■ Exercise objective: Quote all of the entries word for word.

■ Data to use:

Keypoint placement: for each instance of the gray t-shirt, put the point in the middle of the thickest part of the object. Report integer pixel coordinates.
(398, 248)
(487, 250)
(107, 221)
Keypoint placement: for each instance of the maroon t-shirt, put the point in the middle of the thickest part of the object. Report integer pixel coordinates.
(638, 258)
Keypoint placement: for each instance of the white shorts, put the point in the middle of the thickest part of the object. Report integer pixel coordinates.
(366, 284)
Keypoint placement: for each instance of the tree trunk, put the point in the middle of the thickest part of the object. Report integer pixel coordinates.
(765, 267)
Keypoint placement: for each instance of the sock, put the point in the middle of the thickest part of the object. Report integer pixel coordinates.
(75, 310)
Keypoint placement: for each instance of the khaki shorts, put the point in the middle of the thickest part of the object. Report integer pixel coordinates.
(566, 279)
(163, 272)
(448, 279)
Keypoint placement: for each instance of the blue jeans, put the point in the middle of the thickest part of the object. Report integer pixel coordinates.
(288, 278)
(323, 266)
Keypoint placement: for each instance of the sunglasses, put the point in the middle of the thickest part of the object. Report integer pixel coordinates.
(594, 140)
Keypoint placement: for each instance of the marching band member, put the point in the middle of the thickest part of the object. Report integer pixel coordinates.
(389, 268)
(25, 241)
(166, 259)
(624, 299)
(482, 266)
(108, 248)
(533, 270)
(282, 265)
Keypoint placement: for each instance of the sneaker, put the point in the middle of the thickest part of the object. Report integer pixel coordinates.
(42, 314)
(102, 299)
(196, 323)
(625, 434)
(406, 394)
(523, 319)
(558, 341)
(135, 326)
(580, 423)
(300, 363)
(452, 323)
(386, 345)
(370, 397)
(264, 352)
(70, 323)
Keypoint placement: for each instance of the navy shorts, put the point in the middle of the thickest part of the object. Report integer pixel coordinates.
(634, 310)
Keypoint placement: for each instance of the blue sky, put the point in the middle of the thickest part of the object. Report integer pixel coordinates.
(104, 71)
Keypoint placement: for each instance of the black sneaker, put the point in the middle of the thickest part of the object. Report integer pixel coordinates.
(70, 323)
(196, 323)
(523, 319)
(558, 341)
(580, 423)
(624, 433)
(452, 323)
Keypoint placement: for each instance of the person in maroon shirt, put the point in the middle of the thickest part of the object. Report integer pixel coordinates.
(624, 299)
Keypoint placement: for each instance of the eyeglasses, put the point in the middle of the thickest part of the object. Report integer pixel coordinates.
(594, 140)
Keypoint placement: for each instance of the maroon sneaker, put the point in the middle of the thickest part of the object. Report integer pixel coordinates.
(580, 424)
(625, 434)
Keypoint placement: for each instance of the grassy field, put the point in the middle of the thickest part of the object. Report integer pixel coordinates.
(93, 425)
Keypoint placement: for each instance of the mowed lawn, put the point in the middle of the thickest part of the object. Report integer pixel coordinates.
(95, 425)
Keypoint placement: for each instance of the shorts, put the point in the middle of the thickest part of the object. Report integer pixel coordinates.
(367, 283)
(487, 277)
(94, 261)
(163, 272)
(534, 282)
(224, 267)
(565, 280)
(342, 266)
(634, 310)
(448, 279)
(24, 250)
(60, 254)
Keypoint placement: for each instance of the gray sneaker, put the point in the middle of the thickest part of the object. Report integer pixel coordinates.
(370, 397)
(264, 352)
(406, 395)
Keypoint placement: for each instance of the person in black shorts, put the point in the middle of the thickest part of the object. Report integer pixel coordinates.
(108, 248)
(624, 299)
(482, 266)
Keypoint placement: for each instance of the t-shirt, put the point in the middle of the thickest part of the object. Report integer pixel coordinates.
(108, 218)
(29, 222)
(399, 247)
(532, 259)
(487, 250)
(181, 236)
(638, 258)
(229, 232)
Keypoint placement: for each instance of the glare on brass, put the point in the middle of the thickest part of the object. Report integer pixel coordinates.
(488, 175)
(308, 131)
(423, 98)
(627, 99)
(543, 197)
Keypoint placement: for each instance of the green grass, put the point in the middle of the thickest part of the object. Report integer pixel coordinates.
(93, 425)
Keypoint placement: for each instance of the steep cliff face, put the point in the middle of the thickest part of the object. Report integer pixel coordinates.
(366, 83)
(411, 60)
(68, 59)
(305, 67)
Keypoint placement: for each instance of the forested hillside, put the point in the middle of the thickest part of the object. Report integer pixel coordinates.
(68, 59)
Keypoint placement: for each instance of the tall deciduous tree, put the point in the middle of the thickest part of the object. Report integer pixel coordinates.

■ The reply:
Keypoint placement: for each instance of the gray t-shirt, put the point in the middle of the thickest part of the object. Report integer pixel coordinates.
(398, 248)
(487, 250)
(107, 221)
Keypoint placement: for each instance of the maroon t-shirt, put the point in the middle of the thickest part of the object. Report integer pixel coordinates.
(638, 258)
Keypoint placement: for each instance of the white shorts, put the point in the middle of the thickest part of the object. Report integer pixel coordinates.
(366, 284)
Keypoint placement: for each instance of the tree trunk, put the point in the middle of the thickest part of the object. Report integer pixel coordinates.
(765, 267)
Keypoint placement: for each instance of the sock, put the point in the middle of the thickest part of the object. Report integer pixel coordinates.
(75, 310)
Keypoint placement: for each instance of the khaki shorts, put the point in the middle of the thickest part of the object. Report integer pixel coordinates.
(566, 279)
(163, 272)
(448, 279)
Keypoint placement: for each instance of the blue jeans, put the point in the middle of the thickest part of the object. Report integer pixel coordinates.
(288, 278)
(323, 266)
Keypoint placement: for each instance of the sunglasses, put the point in the middle of the thickest part of the object. Report integer pixel coordinates.
(594, 140)
Keypoint placement: for each instance of the marching band member, put the point in the middle of the thickest part of the object. Report integer pixel coordinates.
(389, 268)
(25, 241)
(166, 259)
(624, 299)
(482, 266)
(108, 248)
(533, 270)
(282, 265)
Keypoint placement: for each instance of the sneaker, put the point in the middle of the thickest part of the object. Report integer pixel coordinates.
(42, 314)
(102, 299)
(196, 323)
(625, 434)
(406, 394)
(523, 319)
(558, 341)
(135, 326)
(580, 423)
(300, 363)
(452, 323)
(386, 345)
(370, 397)
(264, 352)
(70, 323)
Keypoint placement: for each instance of the navy shorts, put the point in the middle of the thickest part of the object. Report integer pixel coordinates.
(634, 310)
Keypoint placement: for each instance of the blue sky, put the point in the middle of the thickest part of the object. Report integer pixel coordinates.
(104, 71)
Keypoint placement: for each instance of the black sneaker, put the point in the middle of the thickest part of the object. Report integer pixel coordinates.
(70, 323)
(196, 323)
(523, 319)
(558, 341)
(580, 423)
(624, 433)
(452, 323)
Keypoint placement: for each instance of the person in maroon shirt, put the point in the middle of the thickest part of the object. Report integer pixel coordinates.
(624, 299)
Keypoint placement: for each instance of the eyeglasses, put the point in the middle of the thickest part of the object. Report integer pixel coordinates.
(594, 140)
Keypoint placement: for each instance of the maroon sneaker, put the point in the middle of the thickest part of the object. Report integer pixel coordinates.
(580, 424)
(625, 434)
Keypoint placement: for each instance of the grassy field, put the point in the middle of the thickest part of the object. Report integer pixel coordinates.
(93, 425)
Keypoint placement: for each instance of the mowed lawn, put the point in the middle of the thickest part of the object. Report integer pixel coordinates.
(95, 425)
Keypoint placement: for each instance of the shorts, put the point in the middle of the thickest part of the object. Report integer pixel coordinates.
(367, 283)
(487, 277)
(94, 261)
(163, 272)
(534, 282)
(224, 267)
(565, 280)
(342, 266)
(634, 310)
(448, 279)
(24, 250)
(60, 254)
Keypoint placement: for each instance of the gray sneaker, put the point in the middle of the thickest part of the object. Report integer pixel coordinates.
(370, 397)
(264, 352)
(406, 395)
Keypoint placement: for each instance of the person in black shorts, put the point in the middle of the thickest part of the object. Report integer pixel coordinates.
(108, 248)
(624, 299)
(482, 266)
Keypoint placement: for each instance of the t-shirt, put the point in the middle of the thickest part of the object. Report integer pixel coordinates.
(108, 218)
(29, 222)
(399, 247)
(532, 259)
(487, 250)
(181, 236)
(638, 258)
(229, 232)
Keypoint placement: for each instance of the glare on brass, put the point in the middle of the thickest part of the object. Report integer pixel coordinates.
(488, 175)
(308, 131)
(423, 98)
(627, 99)
(543, 197)
Keypoint placement: for each instance of the green grass, put the point in the middle of the thickest part of the object. Report integer pixel coordinates.
(93, 425)
Keypoint placement: for each instance of the steep cliff face, put the point in the middle of the thickest part of the object. Report integer pixel coordinates.
(366, 83)
(411, 60)
(68, 59)
(305, 67)
Keypoint placement: for each instance of the forested hillside, put the point in the middle of the thickest part of the object. Report integer pixel coordinates.
(68, 59)
Keypoint placement: for each instance of the tall deciduous tree, put the point in the middle of the thickest part of the object. Report integer pixel coordinates.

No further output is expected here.